- [What you will do]:
Pick out each line below that contains the string "wall" and copy those lines over. Case counts.

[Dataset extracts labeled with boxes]
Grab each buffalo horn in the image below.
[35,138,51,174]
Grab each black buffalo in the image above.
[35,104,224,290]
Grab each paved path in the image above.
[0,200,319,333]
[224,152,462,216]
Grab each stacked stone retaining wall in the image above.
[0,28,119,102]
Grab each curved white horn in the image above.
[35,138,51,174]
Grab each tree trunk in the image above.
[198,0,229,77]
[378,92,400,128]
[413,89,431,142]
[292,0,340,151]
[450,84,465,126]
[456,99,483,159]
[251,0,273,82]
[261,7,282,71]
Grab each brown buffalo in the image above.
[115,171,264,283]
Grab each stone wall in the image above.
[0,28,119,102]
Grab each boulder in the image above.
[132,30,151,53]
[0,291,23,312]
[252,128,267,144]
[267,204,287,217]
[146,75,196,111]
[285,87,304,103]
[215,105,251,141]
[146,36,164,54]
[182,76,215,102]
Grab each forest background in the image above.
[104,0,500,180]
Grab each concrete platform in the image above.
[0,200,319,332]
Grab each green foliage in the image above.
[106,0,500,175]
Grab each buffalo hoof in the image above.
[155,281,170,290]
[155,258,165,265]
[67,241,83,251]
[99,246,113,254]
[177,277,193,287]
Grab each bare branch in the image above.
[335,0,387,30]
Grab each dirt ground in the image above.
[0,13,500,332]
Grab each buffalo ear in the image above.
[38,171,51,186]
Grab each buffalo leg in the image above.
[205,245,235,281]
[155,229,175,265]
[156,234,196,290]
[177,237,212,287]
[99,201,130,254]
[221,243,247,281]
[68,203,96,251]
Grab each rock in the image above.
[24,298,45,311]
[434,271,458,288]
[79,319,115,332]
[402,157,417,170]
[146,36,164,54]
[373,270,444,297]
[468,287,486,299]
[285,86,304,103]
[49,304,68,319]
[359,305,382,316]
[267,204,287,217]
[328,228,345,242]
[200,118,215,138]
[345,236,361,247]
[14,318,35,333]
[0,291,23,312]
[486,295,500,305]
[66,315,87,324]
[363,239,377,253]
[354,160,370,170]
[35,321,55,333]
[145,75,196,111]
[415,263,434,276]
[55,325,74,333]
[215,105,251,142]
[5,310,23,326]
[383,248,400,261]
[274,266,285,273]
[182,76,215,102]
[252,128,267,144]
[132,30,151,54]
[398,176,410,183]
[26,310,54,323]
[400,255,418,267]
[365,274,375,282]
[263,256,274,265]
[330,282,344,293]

- [Response to the task]:
Grab each stacked stone retaining wall in the image above.
Grab each stone wall in the image above.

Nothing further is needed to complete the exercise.